Report every line of the data below that contains the string "cuff", and copy each such line in full.

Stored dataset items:
--- begin ---

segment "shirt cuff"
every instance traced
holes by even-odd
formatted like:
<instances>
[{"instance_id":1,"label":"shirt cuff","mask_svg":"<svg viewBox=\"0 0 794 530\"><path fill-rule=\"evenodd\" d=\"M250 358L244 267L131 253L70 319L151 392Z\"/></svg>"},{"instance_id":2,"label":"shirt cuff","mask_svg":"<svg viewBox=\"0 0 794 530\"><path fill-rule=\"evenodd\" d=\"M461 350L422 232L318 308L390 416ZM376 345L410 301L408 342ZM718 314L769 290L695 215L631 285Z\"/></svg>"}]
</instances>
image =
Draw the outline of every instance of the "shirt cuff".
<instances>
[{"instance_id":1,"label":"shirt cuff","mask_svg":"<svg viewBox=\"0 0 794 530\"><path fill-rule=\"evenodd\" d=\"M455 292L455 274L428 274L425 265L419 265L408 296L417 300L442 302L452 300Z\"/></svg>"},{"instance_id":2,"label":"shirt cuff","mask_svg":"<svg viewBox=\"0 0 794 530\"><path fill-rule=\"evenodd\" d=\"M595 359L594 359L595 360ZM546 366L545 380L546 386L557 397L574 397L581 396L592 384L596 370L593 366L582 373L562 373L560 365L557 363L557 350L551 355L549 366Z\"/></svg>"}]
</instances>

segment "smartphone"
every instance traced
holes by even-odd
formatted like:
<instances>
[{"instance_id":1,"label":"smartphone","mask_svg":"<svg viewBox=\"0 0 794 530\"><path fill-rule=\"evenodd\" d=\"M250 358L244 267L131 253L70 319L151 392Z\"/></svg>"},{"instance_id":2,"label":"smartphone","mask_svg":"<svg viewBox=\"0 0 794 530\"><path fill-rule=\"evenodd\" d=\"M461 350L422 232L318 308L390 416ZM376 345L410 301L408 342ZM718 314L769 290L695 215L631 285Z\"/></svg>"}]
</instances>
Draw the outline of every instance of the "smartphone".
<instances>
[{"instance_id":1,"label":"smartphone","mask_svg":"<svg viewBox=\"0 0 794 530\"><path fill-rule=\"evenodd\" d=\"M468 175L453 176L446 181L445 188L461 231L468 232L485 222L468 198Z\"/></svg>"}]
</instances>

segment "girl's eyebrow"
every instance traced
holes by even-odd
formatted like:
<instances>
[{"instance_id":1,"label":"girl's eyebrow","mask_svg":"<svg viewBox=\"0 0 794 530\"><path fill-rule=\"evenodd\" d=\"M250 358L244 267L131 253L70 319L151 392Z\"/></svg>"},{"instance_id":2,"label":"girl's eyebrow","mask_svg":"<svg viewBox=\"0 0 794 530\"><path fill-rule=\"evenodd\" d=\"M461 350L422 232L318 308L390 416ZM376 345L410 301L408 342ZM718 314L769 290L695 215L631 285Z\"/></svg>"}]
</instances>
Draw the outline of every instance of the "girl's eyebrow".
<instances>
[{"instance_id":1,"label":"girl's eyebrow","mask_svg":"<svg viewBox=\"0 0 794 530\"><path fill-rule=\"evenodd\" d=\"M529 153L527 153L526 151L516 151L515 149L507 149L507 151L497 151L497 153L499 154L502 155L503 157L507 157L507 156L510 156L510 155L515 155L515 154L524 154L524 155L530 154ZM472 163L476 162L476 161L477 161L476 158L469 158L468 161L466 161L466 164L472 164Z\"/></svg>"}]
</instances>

--- end ---

Worked solution:
segment "shirt cuff"
[{"instance_id":1,"label":"shirt cuff","mask_svg":"<svg viewBox=\"0 0 794 530\"><path fill-rule=\"evenodd\" d=\"M250 358L244 267L131 253L70 319L151 392Z\"/></svg>"},{"instance_id":2,"label":"shirt cuff","mask_svg":"<svg viewBox=\"0 0 794 530\"><path fill-rule=\"evenodd\" d=\"M461 350L422 232L318 308L390 416ZM376 345L410 301L408 342ZM718 314L769 290L695 215L631 285Z\"/></svg>"}]
Draw the outline of every instance of the "shirt cuff".
[{"instance_id":1,"label":"shirt cuff","mask_svg":"<svg viewBox=\"0 0 794 530\"><path fill-rule=\"evenodd\" d=\"M455 292L455 274L428 274L425 265L419 265L408 296L417 300L442 302L452 300Z\"/></svg>"},{"instance_id":2,"label":"shirt cuff","mask_svg":"<svg viewBox=\"0 0 794 530\"><path fill-rule=\"evenodd\" d=\"M595 359L594 359L595 360ZM546 366L545 380L546 386L557 397L574 397L581 396L592 384L596 370L593 366L582 373L562 373L560 365L557 363L557 350L551 355L549 366Z\"/></svg>"}]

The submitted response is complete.